* _The records_:
----

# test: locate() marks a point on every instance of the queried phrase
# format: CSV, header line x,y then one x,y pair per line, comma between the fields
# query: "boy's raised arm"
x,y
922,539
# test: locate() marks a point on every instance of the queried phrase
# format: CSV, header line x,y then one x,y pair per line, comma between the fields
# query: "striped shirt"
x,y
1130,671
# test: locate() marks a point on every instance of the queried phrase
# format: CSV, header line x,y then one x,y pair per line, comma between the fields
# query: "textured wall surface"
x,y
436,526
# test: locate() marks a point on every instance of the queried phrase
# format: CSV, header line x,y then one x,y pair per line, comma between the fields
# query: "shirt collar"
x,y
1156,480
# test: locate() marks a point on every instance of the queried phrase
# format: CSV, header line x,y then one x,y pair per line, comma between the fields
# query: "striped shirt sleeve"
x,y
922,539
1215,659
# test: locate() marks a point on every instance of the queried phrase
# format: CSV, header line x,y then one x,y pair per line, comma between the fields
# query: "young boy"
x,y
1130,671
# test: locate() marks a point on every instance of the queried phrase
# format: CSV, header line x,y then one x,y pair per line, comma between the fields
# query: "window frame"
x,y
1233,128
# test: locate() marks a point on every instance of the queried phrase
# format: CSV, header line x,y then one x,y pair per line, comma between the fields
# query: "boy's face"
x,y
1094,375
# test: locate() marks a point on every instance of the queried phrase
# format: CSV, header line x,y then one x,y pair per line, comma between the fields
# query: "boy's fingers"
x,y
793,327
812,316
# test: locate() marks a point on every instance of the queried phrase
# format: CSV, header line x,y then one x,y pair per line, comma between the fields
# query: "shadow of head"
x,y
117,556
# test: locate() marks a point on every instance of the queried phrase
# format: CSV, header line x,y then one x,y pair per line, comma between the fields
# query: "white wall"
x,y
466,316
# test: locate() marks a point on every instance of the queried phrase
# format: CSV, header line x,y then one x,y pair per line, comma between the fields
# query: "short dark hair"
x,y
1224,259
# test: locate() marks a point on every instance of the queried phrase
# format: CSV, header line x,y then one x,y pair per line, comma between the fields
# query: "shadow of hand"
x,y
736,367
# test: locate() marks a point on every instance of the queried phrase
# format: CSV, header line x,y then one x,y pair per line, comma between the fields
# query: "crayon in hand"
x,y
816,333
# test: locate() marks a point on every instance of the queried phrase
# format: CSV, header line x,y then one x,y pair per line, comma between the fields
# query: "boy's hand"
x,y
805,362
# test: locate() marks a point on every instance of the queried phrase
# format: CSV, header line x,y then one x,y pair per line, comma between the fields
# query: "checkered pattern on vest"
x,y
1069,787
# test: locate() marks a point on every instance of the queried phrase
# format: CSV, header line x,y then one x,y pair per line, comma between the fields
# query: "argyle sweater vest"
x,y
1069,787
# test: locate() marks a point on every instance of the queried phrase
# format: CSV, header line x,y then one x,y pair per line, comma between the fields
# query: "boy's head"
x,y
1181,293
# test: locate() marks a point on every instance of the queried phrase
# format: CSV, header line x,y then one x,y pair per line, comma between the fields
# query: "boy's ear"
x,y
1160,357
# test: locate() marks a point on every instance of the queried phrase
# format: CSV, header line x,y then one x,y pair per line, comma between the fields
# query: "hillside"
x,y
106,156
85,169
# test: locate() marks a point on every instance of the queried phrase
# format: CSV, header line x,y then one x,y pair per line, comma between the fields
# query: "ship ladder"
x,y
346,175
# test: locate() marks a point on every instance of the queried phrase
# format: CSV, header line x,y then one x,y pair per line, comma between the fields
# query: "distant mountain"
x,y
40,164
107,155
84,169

----

Repeat the listing exactly, from its first line to its last.

* _Task output_:
# test: locate() marks a point on every instance of the queried phrase
# format: CSV, header line x,y then one x,y pair per line, comma between the fields
# query: "boy's raised arm"
x,y
922,539
# test: locate() marks a point on every instance of the queried phrase
# format: CSV, header line x,y then one x,y pair per line, comma between the fields
# query: "striped shirt"
x,y
1130,671
# test: locate() marks a point on every instance of the queried phrase
# format: CSV, header line x,y then one x,y pair per line, comma between the fields
# query: "textured wall surface"
x,y
436,526
# test: locate() marks a point on every instance of the queried phrase
# format: CSV, header line x,y then one x,y pair per line, comma between the fields
# query: "shirt collar"
x,y
1156,480
# test: locate() marks a point on every instance of the queried phrase
# format: CSV, header line x,y then one x,y pair per line, comma between the fields
# query: "striped shirt sleeve"
x,y
922,539
1215,659
# test: locate() marks a point on every instance of the queried phrase
# format: CSV, header line x,y then one x,y pair per line, comma between the fields
# query: "young boy"
x,y
1130,671
# test: locate() marks a point on every instance of the queried phrase
# format: CSV, header line x,y then one x,y pair per line, comma between the fields
# query: "window frame"
x,y
1233,128
# test: locate() marks a point on every instance of the queried phrase
# format: CSV, header line x,y then one x,y pair per line, comma between the fields
# query: "boy's face"
x,y
1094,375
# test: locate() marks a point on every instance of the queried phrase
# format: CSV, header line x,y then one x,y pair per line, comma between the fields
# query: "boy's fingers"
x,y
793,327
812,316
# test: locate() marks a point on every instance of the queried phrase
# format: CSV, header line x,y then one x,y pair per line, comma between the fields
# query: "shadow of head"
x,y
117,556
# test: locate() marks a point on every instance of the queried phrase
# format: CSV, header line x,y then one x,y pair per line, comma between the fields
# query: "white wall"
x,y
466,316
# test: locate() marks a point on every instance of the queried phrase
# format: CSV, header line x,y then one x,y pair per line, comma between the fields
# query: "short dark hair"
x,y
1224,259
# test: locate() marks a point on every instance of the queried phrase
# format: CSV, header line x,y then one x,y pair per line, comma between the fields
# query: "shadow of hand"
x,y
736,367
# test: locate() marks a point on every instance of the queried phrase
# format: CSV, header line x,y then one x,y pair per line, comma between the fields
# query: "crayon in hand"
x,y
816,333
# test: locate() marks a point on every instance of the queried phrase
# format: CSV, header line x,y then one x,y pair per line, comma between the fields
# query: "boy's hand"
x,y
805,362
# test: locate() marks a point on every instance of the queried phrase
# format: CSV, header line x,y then one x,y pair per line, comma between the fields
# query: "checkered pattern on vest"
x,y
1069,787
# test: locate() marks a point on every instance of the queried phrase
# format: CSV, header line x,y then one x,y pair per line, comma between the fields
# query: "argyle sweater vest"
x,y
1069,787
# test: locate() marks a point on every instance of the queried phrase
# format: CSV, header line x,y then one x,y pair per line, comma between the fields
# query: "boy's head"
x,y
1181,293
# test: locate() marks a point on every instance of the queried phrase
# format: CSV, header line x,y then one x,y pair per line, comma between the fields
# query: "boy's ear"
x,y
1160,357
# test: locate() marks a point on every instance of the queried phrase
# format: CSV, header line x,y then one x,y pair per line, comma between the fields
# query: "hillside"
x,y
106,156
85,169
# test: locate() marks a point on every instance of the queried phrase
# format: CSV, header line x,y then one x,y pair per line, comma between the fields
# query: "ship ladder"
x,y
346,175
# test: locate() marks a point on every instance of the queried phrase
# format: CSV, header line x,y then one x,y pair per line, comma between the fields
# query: "distant mountain"
x,y
40,164
107,155
84,169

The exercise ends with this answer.